_Task prompt_
Copy out the data verbatim, starting at the line containing "target | gravel path" and ending at the line containing "x=1079 y=39", with both of those lines included.
========
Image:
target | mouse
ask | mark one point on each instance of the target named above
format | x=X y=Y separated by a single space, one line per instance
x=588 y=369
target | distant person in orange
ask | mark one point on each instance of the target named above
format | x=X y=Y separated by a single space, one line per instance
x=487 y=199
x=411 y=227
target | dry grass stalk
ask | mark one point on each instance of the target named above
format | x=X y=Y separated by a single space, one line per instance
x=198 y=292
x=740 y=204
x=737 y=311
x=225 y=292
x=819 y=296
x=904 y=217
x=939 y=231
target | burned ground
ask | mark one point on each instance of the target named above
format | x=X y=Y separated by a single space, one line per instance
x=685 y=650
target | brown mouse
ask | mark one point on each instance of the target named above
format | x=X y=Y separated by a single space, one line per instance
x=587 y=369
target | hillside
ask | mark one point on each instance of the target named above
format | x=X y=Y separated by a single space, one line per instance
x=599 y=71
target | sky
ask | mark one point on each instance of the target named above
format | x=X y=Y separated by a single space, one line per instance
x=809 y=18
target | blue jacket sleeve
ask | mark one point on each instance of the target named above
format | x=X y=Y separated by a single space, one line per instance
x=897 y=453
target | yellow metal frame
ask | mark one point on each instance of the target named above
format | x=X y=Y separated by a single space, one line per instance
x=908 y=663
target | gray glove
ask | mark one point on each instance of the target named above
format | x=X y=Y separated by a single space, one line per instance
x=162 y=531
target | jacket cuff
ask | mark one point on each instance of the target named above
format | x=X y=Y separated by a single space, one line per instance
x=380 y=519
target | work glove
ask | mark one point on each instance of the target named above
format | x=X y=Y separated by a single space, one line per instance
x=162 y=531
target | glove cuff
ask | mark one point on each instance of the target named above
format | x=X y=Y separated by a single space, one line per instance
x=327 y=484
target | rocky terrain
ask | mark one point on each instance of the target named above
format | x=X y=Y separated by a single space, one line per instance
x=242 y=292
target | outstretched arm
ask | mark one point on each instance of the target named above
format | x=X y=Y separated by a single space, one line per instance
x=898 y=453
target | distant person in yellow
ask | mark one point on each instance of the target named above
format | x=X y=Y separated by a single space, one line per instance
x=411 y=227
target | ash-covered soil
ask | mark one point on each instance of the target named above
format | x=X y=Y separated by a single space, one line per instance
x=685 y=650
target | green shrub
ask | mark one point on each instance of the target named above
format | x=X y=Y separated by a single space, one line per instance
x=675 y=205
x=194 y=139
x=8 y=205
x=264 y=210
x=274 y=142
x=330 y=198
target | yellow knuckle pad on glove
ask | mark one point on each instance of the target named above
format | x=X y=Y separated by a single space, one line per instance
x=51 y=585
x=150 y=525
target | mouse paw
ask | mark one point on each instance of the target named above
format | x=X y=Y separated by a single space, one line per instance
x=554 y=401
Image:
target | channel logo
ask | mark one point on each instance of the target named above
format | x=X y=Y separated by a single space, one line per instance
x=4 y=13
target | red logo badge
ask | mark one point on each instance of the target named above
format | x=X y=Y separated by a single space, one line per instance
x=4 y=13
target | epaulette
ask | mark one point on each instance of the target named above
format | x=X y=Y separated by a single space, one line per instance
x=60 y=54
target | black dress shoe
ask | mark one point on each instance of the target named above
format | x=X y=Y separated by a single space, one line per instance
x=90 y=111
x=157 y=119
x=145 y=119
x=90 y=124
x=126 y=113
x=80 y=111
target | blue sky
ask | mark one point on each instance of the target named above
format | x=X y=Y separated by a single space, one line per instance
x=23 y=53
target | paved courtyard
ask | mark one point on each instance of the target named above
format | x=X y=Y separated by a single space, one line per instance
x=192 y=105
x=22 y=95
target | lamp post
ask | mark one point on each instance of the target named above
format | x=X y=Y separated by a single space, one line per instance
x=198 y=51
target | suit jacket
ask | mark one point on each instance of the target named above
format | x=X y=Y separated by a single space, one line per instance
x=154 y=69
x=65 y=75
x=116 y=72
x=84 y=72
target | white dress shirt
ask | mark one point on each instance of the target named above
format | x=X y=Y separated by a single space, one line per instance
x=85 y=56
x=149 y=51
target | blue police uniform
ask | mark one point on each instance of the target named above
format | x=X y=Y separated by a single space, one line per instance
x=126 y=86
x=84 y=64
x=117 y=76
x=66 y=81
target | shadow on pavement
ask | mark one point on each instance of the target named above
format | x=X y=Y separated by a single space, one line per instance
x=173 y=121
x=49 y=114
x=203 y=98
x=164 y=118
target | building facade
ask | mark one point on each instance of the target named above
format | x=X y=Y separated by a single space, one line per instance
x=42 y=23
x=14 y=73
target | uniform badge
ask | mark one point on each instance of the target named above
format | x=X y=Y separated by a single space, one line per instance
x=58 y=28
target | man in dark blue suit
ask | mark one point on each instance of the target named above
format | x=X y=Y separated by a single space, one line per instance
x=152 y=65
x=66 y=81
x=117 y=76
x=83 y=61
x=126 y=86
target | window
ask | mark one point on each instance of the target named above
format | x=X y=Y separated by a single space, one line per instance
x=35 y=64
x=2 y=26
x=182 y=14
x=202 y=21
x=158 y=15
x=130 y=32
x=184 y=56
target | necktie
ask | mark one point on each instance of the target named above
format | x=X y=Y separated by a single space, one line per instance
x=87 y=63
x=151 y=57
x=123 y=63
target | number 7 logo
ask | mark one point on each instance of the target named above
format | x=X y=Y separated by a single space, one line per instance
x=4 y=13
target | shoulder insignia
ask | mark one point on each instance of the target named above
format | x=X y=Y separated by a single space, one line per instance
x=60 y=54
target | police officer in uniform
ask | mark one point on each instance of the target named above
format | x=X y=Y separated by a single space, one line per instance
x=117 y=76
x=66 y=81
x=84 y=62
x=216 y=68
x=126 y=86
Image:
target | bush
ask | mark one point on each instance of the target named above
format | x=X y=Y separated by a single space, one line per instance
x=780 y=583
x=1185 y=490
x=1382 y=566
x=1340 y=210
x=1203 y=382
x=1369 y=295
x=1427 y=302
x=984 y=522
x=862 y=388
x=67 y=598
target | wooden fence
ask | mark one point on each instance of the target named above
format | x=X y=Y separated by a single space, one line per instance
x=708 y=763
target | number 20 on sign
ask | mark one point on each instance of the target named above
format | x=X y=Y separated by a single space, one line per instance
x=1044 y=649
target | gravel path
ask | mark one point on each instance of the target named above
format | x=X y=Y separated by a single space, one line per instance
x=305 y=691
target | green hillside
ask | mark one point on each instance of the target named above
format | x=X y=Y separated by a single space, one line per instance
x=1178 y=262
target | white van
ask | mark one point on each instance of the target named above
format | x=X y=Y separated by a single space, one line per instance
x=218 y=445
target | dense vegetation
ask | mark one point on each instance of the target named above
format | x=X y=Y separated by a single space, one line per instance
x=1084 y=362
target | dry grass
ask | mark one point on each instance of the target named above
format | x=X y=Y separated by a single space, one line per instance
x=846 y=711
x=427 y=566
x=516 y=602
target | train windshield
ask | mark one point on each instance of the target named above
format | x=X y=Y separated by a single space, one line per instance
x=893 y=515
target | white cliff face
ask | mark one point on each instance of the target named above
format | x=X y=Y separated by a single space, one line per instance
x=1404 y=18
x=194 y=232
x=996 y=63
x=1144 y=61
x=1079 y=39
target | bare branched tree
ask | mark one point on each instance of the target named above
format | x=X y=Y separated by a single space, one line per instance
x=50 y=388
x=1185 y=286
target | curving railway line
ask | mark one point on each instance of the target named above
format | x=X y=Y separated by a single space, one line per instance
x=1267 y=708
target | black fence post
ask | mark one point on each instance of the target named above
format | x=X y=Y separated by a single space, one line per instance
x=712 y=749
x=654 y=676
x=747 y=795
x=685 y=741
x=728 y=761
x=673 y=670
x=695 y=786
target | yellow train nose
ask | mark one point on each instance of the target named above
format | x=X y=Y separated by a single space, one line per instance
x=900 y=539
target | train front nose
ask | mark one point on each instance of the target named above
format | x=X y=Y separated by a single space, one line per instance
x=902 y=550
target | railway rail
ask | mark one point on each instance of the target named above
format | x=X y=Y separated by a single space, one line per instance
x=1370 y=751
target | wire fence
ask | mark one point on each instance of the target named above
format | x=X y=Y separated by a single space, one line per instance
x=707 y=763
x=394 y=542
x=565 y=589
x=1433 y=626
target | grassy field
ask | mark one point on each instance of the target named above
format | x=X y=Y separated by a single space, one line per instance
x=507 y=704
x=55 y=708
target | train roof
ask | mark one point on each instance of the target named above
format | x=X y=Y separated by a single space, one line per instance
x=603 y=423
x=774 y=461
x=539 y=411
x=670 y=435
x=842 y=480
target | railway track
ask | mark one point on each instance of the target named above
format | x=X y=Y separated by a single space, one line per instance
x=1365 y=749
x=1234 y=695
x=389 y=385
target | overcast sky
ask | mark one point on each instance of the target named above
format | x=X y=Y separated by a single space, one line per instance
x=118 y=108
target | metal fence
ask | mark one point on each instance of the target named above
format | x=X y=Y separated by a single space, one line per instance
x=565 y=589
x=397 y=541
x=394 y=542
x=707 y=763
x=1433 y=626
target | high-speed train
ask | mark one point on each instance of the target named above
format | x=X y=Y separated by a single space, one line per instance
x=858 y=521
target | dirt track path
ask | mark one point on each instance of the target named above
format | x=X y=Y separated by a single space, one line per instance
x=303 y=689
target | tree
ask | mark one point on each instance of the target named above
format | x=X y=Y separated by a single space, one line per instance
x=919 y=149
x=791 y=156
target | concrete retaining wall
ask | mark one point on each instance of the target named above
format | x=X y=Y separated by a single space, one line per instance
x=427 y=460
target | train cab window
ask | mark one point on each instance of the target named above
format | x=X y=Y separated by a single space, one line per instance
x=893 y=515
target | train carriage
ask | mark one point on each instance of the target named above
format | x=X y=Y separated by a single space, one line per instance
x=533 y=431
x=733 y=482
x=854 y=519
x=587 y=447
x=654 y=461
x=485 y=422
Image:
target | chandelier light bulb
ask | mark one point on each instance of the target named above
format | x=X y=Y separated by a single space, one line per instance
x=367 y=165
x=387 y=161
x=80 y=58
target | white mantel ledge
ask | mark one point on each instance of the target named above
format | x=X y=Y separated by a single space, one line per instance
========
_Task result_
target | gravel path
ask | mark one point on each instance of the target named above
format | x=X y=Y separated by a single space, one line per instance
x=305 y=691
target | green hillside
ask | mark one point on each instance of the target named above
format | x=X y=Y separated by a single space, one line per instance
x=1178 y=262
target | white van
ask | mark one point on each instance of the target named above
format | x=X y=Y separated by a single space, one line per instance
x=218 y=445
target | dense vegetation
ask | mark one point on each instance of the target named above
format | x=X y=Y separated by a single space, one line per instance
x=1084 y=362
target | dry grass
ask | mark one point on each instance of the target named above
format | x=X y=Y separated by a single space, one line per instance
x=846 y=711
x=427 y=566
x=516 y=602
target | train windshield
ask | mark one point on each instance of the target named above
format | x=X y=Y separated by a single space, one line per instance
x=893 y=515
target | white cliff face
ask | mark one point on each instance of the target named above
format | x=X y=Y separated by a single space, one line per instance
x=1404 y=18
x=194 y=232
x=996 y=63
x=1144 y=61
x=1079 y=39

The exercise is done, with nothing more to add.